- Instructions to follow -
The reply must repeat each entry exactly and contain no pictures.

* * * * * * * * *

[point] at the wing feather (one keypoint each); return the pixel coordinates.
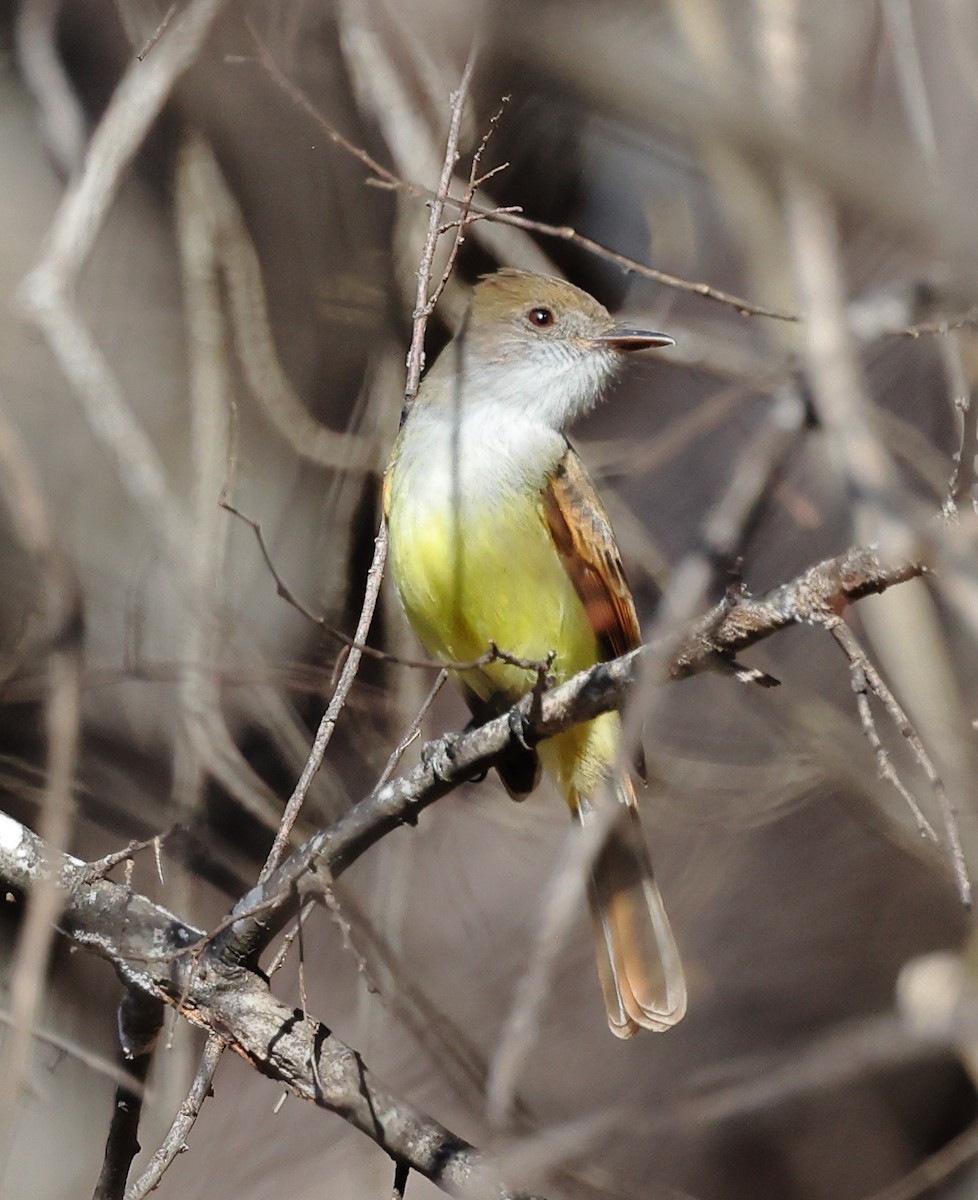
(583, 537)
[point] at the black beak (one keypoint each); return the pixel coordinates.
(628, 340)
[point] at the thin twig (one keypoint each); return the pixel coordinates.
(868, 675)
(563, 233)
(175, 1140)
(414, 729)
(141, 1019)
(376, 571)
(157, 33)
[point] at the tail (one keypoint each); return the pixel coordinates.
(637, 961)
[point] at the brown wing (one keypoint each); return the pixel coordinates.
(582, 533)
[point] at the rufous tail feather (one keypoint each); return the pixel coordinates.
(637, 961)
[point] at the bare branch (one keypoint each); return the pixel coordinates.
(141, 1019)
(869, 677)
(177, 1137)
(125, 928)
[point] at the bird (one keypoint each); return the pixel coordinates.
(497, 538)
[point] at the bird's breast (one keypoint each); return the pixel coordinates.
(472, 555)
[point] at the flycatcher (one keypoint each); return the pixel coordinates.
(498, 537)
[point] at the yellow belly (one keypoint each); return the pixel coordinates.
(502, 582)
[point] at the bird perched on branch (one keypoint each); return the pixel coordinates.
(498, 538)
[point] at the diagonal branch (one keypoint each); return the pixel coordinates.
(280, 1042)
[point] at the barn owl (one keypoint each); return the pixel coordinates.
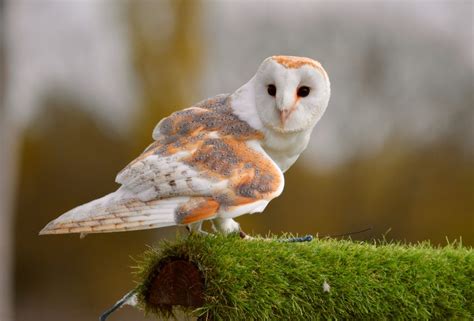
(219, 159)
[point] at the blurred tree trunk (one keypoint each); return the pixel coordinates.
(7, 175)
(167, 44)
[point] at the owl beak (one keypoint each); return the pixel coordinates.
(284, 114)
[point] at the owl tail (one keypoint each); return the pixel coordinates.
(116, 212)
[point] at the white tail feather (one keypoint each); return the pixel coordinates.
(115, 212)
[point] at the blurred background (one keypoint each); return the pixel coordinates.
(82, 84)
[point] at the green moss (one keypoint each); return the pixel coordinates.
(272, 280)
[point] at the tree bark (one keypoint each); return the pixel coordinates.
(7, 186)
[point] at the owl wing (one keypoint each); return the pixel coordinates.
(204, 161)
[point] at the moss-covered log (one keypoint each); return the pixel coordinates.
(226, 278)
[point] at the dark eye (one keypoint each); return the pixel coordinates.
(303, 91)
(271, 90)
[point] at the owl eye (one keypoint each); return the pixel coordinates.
(303, 91)
(271, 90)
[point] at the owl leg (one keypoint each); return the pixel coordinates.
(225, 225)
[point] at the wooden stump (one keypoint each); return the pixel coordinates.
(179, 282)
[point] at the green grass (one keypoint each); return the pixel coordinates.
(271, 280)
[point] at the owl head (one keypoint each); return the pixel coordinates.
(291, 93)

* * * * * * * * *

- Your solution -
[point] at the wing feather (one keypoint each); return the pixel coordinates.
(583, 537)
[point] at the black beak (one keypoint each); return the pixel coordinates.
(628, 340)
[point] at the thin twig (one keypoint each); return the pixel coordinates.
(868, 675)
(563, 233)
(175, 1140)
(414, 729)
(141, 1019)
(376, 571)
(157, 33)
[point] at the tail (one keypoint each); return the pixel coordinates.
(637, 961)
[point] at the brown wing (one keypoint each); return the pixel coordinates.
(582, 533)
[point] at the rufous tail feather (one keypoint each); return the pixel coordinates.
(637, 961)
[point] at the bare branch (one keypoint each); return the pixel coordinates.
(141, 1019)
(869, 677)
(177, 1137)
(125, 928)
[point] at the bird (one keypoint each); return the pixel coordinates.
(497, 538)
[point] at the bird's breast (one keypoint each); return the pixel coordinates.
(472, 555)
[point] at the flycatcher (one keypoint each); return the pixel coordinates.
(498, 537)
[point] at the yellow belly (one keypoint each); return the pixel coordinates.
(502, 582)
[point] at the bird perched on branch (one keypoint each); return the pixel coordinates.
(498, 538)
[point] at the diagonal branch (one keypoint each); return the pixel coordinates.
(280, 1042)
[point] at the barn owl (one keypoint each); return the pixel coordinates.
(219, 159)
[point] at the blurred tree trunk (one keypoint each); return the pixel coordinates.
(7, 175)
(167, 44)
[point] at the owl beak (one keypoint each); return the pixel coordinates.
(284, 114)
[point] at the owl tail (one keypoint each); return the pixel coordinates.
(116, 212)
[point] at the white tail feather (one keypoint each); return the pixel coordinates.
(115, 212)
[point] at the blurred background (one keypoint each); return the pixel coordinates.
(82, 84)
[point] at the green moss (one keypoint each); return the pixel coordinates.
(272, 280)
[point] at the tree bark (one keypoint each); return the pixel coordinates.
(7, 186)
[point] at the owl wing (one keypoint each); return the pixel coordinates.
(204, 161)
[point] at the moss-covered log (one keypoint each); return the pixel coordinates.
(226, 278)
[point] at the dark eye (one keypoint each); return the pixel coordinates.
(303, 91)
(271, 90)
[point] at the owl eye (one keypoint each); return the pixel coordinates.
(303, 91)
(271, 90)
[point] at the owl leg (one keypoint each); return the pixel coordinates.
(225, 225)
[point] at the wooden stump (one keypoint each); return the pixel coordinates.
(179, 282)
[point] at the green grass (one keypoint each); return the pixel coordinates.
(271, 280)
[point] at the owl head (one keypoint each); return the pixel coordinates.
(291, 93)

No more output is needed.